TASK BRIEF.
Return exactly the lines of the records below, starting at the line that contains "Target: rear quarter window" and ending at the line that contains "Target: black lower bumper cladding", with both of those lines kept.

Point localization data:

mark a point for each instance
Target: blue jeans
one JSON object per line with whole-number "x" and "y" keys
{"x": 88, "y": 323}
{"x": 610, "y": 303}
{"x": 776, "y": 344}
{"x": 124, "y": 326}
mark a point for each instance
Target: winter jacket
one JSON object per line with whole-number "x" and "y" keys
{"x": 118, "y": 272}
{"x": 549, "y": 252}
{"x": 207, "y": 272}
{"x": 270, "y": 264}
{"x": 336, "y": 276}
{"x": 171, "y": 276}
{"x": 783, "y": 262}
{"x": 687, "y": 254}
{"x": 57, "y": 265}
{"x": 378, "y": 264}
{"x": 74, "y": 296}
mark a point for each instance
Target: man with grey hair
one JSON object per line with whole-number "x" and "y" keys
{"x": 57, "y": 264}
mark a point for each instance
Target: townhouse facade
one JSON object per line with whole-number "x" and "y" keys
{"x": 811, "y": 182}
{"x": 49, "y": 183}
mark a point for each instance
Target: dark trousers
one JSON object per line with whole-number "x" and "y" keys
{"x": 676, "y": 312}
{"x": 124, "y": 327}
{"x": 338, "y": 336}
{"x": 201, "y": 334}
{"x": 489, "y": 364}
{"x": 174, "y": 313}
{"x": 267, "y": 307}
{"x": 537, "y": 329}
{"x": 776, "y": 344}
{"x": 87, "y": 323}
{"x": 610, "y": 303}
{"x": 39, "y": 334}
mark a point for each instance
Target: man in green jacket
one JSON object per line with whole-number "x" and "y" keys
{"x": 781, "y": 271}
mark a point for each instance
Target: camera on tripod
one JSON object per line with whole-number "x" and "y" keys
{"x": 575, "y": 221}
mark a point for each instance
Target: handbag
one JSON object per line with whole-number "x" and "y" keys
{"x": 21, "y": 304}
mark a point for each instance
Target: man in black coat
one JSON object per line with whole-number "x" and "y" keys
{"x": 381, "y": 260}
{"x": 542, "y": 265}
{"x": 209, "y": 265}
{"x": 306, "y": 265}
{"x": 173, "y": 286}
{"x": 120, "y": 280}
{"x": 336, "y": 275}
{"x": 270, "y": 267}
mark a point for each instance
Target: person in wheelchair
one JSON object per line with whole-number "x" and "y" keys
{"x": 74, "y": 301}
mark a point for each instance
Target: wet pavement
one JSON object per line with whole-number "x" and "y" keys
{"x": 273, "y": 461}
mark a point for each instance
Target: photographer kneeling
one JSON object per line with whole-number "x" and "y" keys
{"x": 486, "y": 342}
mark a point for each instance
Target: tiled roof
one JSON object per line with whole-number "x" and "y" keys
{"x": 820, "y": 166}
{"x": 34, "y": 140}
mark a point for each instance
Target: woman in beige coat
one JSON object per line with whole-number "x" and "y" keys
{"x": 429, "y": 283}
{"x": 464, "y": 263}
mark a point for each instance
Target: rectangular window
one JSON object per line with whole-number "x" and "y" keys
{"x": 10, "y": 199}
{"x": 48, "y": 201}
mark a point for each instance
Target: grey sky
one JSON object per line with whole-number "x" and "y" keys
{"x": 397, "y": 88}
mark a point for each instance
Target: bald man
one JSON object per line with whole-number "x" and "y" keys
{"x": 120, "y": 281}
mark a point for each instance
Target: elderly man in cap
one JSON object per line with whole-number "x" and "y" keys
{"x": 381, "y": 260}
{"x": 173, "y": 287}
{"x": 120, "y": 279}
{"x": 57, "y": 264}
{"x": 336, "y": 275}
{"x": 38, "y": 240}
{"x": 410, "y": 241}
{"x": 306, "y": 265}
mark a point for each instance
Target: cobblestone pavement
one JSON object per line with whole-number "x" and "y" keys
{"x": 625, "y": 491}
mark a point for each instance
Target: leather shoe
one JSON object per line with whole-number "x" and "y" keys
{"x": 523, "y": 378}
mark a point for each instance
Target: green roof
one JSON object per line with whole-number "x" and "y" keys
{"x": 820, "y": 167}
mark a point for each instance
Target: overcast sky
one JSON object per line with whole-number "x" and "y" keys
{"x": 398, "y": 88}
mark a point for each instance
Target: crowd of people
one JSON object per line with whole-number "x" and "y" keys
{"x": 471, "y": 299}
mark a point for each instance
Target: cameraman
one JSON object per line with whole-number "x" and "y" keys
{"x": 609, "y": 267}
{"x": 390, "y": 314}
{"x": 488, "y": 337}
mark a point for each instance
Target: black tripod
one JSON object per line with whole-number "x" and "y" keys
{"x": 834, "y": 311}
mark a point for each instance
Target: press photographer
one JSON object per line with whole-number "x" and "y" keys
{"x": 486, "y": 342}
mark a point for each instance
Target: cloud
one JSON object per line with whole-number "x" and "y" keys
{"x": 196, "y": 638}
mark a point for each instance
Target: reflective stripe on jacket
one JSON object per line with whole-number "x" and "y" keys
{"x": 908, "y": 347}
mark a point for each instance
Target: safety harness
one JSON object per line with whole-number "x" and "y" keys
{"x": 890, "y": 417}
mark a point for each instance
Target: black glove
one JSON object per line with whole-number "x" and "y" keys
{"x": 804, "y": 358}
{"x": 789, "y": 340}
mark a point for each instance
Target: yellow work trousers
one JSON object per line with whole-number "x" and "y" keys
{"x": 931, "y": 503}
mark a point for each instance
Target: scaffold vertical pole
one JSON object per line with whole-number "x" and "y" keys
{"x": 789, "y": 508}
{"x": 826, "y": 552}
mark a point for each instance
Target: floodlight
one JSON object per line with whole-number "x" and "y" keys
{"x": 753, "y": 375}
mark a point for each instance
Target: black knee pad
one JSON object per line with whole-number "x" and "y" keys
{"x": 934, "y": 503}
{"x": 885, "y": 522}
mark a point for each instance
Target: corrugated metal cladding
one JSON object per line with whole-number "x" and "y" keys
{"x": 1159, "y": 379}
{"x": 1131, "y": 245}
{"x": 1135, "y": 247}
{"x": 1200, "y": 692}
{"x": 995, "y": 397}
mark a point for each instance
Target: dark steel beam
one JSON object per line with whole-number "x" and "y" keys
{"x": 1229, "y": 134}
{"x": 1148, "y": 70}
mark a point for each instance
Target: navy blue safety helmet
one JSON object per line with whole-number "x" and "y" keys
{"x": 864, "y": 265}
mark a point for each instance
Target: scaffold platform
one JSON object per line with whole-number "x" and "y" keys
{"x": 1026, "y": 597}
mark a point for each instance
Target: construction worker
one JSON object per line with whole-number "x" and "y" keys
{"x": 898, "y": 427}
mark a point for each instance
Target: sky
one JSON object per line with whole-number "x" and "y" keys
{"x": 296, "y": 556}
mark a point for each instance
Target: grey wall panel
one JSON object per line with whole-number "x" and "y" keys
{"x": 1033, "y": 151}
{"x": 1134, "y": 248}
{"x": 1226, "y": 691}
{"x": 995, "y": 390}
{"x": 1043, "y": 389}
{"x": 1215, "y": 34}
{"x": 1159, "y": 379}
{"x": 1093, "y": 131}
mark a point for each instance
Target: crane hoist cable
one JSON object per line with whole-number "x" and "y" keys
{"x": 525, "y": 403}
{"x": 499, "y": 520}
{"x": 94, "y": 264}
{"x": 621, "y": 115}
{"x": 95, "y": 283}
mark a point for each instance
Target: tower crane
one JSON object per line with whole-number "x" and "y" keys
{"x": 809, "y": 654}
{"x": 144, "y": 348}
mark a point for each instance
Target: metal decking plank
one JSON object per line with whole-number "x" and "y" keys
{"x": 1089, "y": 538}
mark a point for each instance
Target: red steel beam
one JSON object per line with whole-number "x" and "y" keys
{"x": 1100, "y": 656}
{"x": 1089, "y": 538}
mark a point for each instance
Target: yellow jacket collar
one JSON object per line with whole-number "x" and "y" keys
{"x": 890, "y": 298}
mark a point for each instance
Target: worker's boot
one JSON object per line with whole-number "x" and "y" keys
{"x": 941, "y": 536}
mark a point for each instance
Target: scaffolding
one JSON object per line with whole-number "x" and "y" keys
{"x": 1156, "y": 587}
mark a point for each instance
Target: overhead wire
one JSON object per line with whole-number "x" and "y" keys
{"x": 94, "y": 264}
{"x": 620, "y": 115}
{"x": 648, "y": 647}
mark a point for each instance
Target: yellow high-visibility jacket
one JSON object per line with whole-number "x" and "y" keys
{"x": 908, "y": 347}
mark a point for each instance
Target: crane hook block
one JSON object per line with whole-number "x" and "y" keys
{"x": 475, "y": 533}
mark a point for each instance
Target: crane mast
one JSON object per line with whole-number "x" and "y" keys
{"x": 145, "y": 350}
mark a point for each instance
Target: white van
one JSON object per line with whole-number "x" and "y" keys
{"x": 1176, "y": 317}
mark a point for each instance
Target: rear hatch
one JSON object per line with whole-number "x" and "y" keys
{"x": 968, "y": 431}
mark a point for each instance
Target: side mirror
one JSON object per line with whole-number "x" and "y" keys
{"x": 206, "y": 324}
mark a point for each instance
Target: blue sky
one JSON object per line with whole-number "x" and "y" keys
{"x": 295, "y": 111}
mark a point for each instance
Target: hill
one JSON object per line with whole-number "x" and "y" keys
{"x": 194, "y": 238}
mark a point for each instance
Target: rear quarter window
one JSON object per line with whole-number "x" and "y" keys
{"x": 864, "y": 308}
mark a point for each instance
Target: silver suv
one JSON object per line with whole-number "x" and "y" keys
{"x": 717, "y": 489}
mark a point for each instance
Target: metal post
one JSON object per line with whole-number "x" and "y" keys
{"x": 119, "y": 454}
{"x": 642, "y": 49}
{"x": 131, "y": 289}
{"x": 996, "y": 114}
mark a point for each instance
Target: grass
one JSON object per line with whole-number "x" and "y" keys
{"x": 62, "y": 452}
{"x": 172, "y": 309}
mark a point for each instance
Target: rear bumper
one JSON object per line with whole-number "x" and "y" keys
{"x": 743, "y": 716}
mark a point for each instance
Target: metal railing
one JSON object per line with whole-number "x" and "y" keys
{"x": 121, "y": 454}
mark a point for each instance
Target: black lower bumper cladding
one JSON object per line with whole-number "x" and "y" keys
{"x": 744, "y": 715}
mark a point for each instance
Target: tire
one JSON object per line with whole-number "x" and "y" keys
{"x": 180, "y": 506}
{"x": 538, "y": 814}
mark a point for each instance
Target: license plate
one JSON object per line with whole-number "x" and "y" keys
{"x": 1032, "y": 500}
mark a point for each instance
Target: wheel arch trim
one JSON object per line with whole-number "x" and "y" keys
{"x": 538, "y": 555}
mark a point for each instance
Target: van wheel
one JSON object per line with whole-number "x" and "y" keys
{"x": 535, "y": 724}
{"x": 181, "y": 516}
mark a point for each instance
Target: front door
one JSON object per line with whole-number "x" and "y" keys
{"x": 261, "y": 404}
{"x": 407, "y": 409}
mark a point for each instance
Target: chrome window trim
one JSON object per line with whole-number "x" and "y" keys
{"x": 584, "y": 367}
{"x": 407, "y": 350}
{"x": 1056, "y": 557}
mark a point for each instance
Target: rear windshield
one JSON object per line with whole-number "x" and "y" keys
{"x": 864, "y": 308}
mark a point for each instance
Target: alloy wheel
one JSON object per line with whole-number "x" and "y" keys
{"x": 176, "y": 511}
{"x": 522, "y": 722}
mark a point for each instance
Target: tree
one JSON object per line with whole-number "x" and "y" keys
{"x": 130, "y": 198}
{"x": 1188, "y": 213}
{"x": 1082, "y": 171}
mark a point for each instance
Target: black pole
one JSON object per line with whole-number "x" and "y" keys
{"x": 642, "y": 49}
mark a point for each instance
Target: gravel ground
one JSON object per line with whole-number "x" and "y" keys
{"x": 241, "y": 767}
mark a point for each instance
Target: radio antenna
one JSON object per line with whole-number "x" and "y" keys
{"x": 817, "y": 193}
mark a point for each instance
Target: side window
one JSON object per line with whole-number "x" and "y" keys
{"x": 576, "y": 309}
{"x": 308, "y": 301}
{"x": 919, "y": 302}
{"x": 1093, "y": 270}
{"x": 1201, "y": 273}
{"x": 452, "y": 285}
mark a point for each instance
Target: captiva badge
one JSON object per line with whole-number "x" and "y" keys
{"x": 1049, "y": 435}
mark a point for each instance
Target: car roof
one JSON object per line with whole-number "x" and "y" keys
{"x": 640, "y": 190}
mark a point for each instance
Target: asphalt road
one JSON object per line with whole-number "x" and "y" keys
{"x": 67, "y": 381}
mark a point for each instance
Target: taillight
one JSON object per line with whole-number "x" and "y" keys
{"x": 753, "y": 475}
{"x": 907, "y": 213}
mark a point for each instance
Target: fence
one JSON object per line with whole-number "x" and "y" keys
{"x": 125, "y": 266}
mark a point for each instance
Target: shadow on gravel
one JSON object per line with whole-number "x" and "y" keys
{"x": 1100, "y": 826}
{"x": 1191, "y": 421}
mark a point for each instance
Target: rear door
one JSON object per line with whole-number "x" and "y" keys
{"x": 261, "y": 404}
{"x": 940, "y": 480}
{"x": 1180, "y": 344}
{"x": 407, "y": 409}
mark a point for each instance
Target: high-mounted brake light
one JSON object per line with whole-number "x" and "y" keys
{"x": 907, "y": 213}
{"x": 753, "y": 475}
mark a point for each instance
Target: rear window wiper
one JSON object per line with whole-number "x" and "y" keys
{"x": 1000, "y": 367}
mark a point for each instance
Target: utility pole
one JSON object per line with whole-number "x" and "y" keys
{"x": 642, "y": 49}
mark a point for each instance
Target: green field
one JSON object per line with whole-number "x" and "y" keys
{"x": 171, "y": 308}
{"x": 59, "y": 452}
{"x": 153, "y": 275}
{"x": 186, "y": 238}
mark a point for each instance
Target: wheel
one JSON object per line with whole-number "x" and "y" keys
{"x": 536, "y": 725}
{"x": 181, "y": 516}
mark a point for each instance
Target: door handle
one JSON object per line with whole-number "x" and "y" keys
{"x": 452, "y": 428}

OUTPUT FOR THIS TASK.
Target: rear quarter window
one JSON object per line with whole-number "x" and "y" keys
{"x": 864, "y": 308}
mark a point for each instance
Target: silver suv
one JSON object per line with whole-number "x" and "y" keys
{"x": 717, "y": 489}
mark a point for each instance
Target: metal post
one JSON object per line with whole-number "x" and "y" keys
{"x": 119, "y": 454}
{"x": 642, "y": 49}
{"x": 131, "y": 289}
{"x": 996, "y": 114}
mark a point for each instance
Target: grass
one JSON object per line with whole-number "x" and "y" keys
{"x": 62, "y": 452}
{"x": 172, "y": 309}
mark a point for each instance
Target: rear bumper
one JSON object per line with whole-number "x" and "y" keys
{"x": 743, "y": 716}
mark a point for each instance
Target: metal railing
one JSON object per line with whole-number "x" and "y" keys
{"x": 121, "y": 454}
mark a point for each instance
Target: black lower bumper cladding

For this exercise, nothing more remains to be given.